**What you are asked to do**
From the entries that follow, list every line in which the string "target" appears.

**Provided records**

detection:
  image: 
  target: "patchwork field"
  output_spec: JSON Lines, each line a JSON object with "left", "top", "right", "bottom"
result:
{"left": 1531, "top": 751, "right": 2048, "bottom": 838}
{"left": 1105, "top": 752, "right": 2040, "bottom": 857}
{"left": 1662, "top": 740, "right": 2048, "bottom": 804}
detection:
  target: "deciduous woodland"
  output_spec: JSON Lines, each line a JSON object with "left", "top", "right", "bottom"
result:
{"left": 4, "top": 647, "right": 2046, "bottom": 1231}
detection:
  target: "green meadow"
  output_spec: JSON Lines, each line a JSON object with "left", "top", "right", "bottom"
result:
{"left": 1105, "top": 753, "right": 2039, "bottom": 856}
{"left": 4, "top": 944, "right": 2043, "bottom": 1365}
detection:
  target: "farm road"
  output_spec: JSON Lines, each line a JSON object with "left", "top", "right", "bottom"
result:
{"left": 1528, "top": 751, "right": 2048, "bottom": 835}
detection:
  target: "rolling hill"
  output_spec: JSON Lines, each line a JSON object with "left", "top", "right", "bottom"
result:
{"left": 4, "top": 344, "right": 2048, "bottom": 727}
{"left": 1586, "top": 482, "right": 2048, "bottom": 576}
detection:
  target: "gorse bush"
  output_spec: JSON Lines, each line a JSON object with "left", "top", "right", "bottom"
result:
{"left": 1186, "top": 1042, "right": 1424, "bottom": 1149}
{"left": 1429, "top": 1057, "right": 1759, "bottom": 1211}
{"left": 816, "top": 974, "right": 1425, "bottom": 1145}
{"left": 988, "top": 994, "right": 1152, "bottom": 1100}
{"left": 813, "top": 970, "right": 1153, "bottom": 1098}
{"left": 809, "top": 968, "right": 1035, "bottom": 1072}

**Reply to the exercise**
  target: "patchwork field"
  target: "deciduous woodland"
  target: "green meadow"
  target: "farm road"
  target: "rolling hill"
  target: "gorse bush"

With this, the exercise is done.